The problem:
Copy out every line in the items below that contains the word "tennis".

+++ Material

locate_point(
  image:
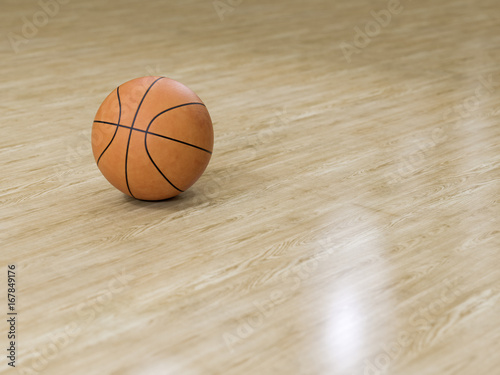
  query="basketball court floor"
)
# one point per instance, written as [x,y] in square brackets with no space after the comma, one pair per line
[347,222]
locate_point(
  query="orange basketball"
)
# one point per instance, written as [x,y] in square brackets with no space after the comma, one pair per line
[152,138]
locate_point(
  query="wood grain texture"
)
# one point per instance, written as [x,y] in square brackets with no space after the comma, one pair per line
[346,224]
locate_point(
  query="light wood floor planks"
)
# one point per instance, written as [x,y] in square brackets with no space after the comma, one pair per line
[347,222]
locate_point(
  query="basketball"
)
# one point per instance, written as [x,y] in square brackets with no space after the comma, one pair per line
[152,138]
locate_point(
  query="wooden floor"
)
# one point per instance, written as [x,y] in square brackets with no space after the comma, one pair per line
[348,222]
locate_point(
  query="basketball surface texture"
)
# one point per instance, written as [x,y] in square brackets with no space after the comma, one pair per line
[152,138]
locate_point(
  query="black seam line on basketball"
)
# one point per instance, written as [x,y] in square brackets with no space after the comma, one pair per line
[116,131]
[130,135]
[156,134]
[146,139]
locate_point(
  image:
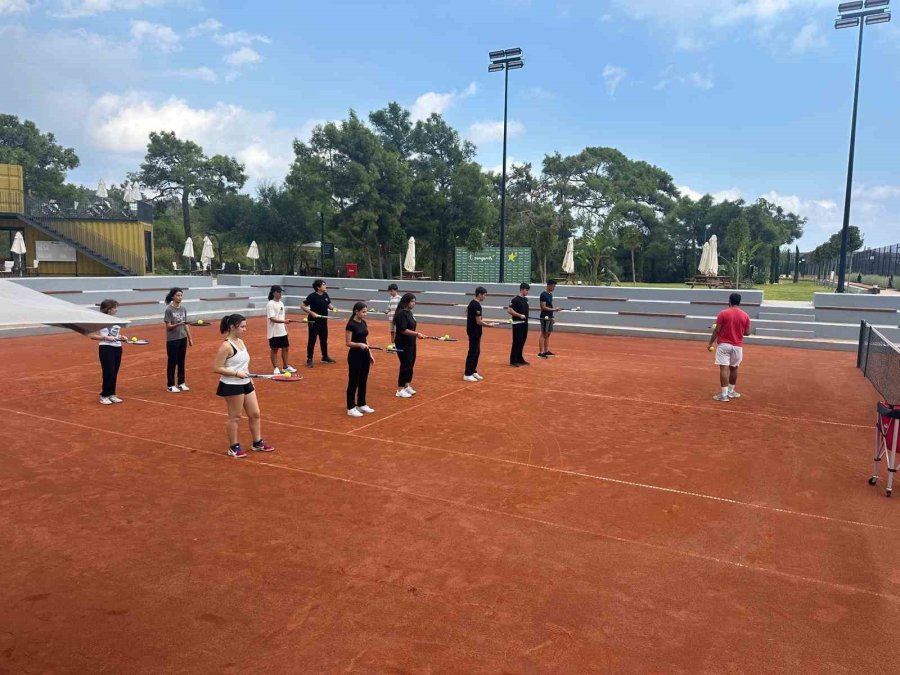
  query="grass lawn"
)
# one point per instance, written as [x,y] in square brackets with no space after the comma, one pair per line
[787,290]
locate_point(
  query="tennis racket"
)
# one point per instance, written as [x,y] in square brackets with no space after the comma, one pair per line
[276,378]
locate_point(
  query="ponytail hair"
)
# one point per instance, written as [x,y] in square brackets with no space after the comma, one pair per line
[172,292]
[107,305]
[230,321]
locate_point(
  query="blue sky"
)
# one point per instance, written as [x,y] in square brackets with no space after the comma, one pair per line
[736,98]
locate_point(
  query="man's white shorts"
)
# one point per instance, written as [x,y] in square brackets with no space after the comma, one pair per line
[729,355]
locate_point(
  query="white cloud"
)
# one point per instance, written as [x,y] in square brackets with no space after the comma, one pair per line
[158,35]
[729,194]
[239,38]
[693,23]
[121,123]
[69,9]
[808,39]
[204,28]
[201,73]
[14,6]
[242,57]
[434,102]
[694,79]
[492,132]
[612,78]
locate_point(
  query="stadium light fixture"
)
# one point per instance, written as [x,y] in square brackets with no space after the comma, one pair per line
[854,14]
[505,60]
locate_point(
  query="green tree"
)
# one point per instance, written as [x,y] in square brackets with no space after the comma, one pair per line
[178,168]
[43,160]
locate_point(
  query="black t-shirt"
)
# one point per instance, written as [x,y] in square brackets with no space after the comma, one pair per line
[404,321]
[318,303]
[520,305]
[547,299]
[472,312]
[359,332]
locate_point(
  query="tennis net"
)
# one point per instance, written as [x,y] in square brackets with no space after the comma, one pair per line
[879,360]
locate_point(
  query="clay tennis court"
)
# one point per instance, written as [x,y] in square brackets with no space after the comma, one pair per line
[594,512]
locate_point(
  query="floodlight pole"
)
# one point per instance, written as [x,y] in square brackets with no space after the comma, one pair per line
[503,180]
[845,230]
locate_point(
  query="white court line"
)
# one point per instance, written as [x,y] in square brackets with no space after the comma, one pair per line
[719,408]
[400,412]
[552,470]
[503,514]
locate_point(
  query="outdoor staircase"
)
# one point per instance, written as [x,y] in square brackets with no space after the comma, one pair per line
[83,239]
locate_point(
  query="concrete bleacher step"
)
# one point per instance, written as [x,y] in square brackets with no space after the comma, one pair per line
[784,332]
[784,316]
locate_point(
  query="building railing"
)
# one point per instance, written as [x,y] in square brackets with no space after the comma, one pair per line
[50,215]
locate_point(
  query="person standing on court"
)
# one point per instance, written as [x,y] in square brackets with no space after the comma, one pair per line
[178,339]
[548,314]
[518,310]
[276,331]
[732,325]
[474,325]
[405,341]
[316,307]
[359,360]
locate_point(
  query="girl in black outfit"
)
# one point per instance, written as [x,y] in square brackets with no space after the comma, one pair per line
[359,360]
[405,326]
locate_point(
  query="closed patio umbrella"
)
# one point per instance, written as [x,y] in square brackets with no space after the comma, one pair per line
[409,264]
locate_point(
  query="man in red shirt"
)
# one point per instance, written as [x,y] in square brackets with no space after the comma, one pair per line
[732,325]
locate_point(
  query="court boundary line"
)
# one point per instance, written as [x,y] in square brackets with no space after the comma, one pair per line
[559,471]
[797,578]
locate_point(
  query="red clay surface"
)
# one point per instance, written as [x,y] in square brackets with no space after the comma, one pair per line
[594,512]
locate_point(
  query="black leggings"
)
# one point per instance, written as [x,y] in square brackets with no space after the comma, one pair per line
[407,363]
[110,360]
[176,350]
[359,376]
[474,353]
[317,327]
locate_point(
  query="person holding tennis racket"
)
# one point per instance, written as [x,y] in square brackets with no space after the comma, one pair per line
[406,336]
[276,331]
[518,310]
[110,339]
[359,360]
[232,363]
[178,339]
[316,307]
[732,325]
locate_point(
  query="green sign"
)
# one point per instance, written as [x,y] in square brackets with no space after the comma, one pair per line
[484,265]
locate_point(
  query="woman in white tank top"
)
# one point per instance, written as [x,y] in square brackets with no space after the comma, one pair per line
[233,366]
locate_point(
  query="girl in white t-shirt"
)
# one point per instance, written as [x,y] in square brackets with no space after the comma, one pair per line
[110,339]
[233,365]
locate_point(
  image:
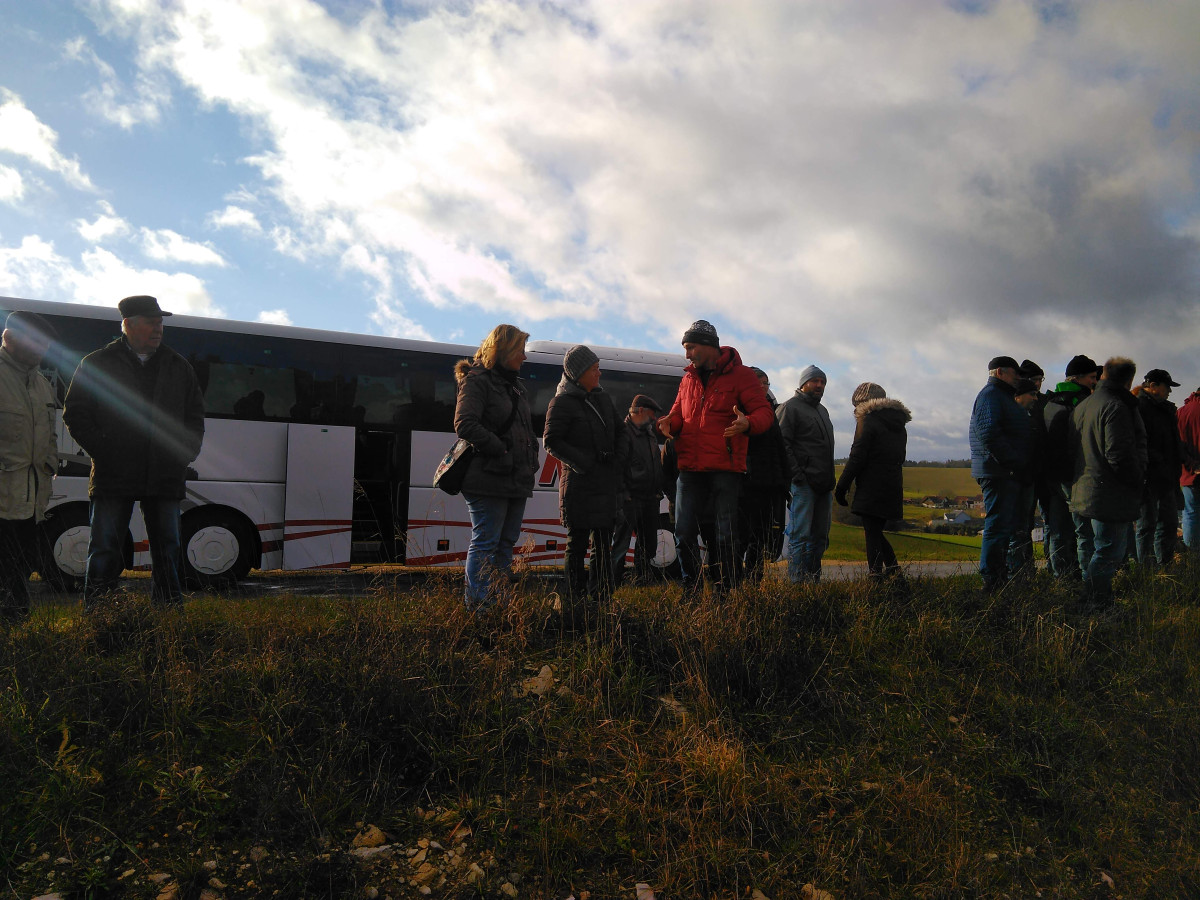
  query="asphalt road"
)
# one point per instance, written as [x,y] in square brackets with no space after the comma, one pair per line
[361,581]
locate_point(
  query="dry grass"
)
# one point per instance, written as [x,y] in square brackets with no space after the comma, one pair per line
[939,747]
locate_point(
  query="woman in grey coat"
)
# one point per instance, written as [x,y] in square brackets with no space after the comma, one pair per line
[585,433]
[493,415]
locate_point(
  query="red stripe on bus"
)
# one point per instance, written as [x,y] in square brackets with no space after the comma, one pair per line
[315,534]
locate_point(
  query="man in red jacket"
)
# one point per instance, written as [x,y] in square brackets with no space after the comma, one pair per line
[719,405]
[1189,437]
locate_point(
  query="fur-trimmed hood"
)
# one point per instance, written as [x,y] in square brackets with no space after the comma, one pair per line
[894,409]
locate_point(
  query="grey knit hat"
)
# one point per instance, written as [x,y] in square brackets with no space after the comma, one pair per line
[811,372]
[701,331]
[865,391]
[579,360]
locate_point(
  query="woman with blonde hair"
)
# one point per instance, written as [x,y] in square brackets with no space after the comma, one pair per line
[492,414]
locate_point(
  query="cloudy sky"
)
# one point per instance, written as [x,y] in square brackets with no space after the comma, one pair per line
[895,190]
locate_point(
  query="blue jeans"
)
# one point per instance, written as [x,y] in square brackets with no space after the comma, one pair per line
[1157,527]
[109,520]
[495,531]
[808,532]
[1111,539]
[1191,532]
[700,495]
[1003,502]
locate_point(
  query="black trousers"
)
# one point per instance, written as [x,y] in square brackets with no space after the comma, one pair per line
[761,514]
[881,559]
[641,519]
[597,579]
[18,558]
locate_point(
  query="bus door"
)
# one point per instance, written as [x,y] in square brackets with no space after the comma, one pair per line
[319,499]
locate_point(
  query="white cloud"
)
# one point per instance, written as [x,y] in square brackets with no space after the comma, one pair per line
[12,187]
[167,245]
[36,270]
[24,135]
[113,101]
[106,225]
[903,207]
[238,217]
[274,317]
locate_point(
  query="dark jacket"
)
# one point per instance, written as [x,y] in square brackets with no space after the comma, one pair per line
[703,409]
[504,465]
[1057,460]
[142,425]
[643,467]
[767,465]
[1164,455]
[1001,433]
[1110,456]
[808,438]
[876,459]
[585,433]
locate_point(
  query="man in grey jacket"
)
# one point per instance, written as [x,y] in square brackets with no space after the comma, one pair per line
[1109,442]
[28,454]
[808,438]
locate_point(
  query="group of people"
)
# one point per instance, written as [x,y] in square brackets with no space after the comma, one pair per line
[137,409]
[1109,462]
[727,456]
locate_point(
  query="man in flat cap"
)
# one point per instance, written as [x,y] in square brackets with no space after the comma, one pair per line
[807,431]
[719,405]
[1158,521]
[29,454]
[1109,439]
[1001,449]
[136,408]
[643,490]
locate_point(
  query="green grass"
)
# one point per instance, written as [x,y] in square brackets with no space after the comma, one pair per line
[930,747]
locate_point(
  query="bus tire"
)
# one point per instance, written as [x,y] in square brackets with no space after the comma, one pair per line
[666,562]
[220,547]
[63,558]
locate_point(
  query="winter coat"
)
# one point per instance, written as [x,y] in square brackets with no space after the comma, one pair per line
[29,447]
[876,459]
[1057,462]
[702,411]
[808,437]
[1001,435]
[643,468]
[142,424]
[1163,453]
[767,465]
[585,433]
[504,465]
[1188,419]
[1110,456]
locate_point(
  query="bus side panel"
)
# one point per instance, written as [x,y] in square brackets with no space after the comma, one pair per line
[439,527]
[319,498]
[243,451]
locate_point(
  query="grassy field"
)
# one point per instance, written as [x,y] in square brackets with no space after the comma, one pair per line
[846,544]
[940,745]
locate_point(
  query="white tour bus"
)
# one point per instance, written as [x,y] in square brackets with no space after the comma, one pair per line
[319,447]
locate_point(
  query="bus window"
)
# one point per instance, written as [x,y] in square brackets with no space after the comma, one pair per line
[249,391]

++++++

Full solution:
  query="tennis racket"
  query="tennis net"
  query="clay tennis court"
  query="person holding tennis racket"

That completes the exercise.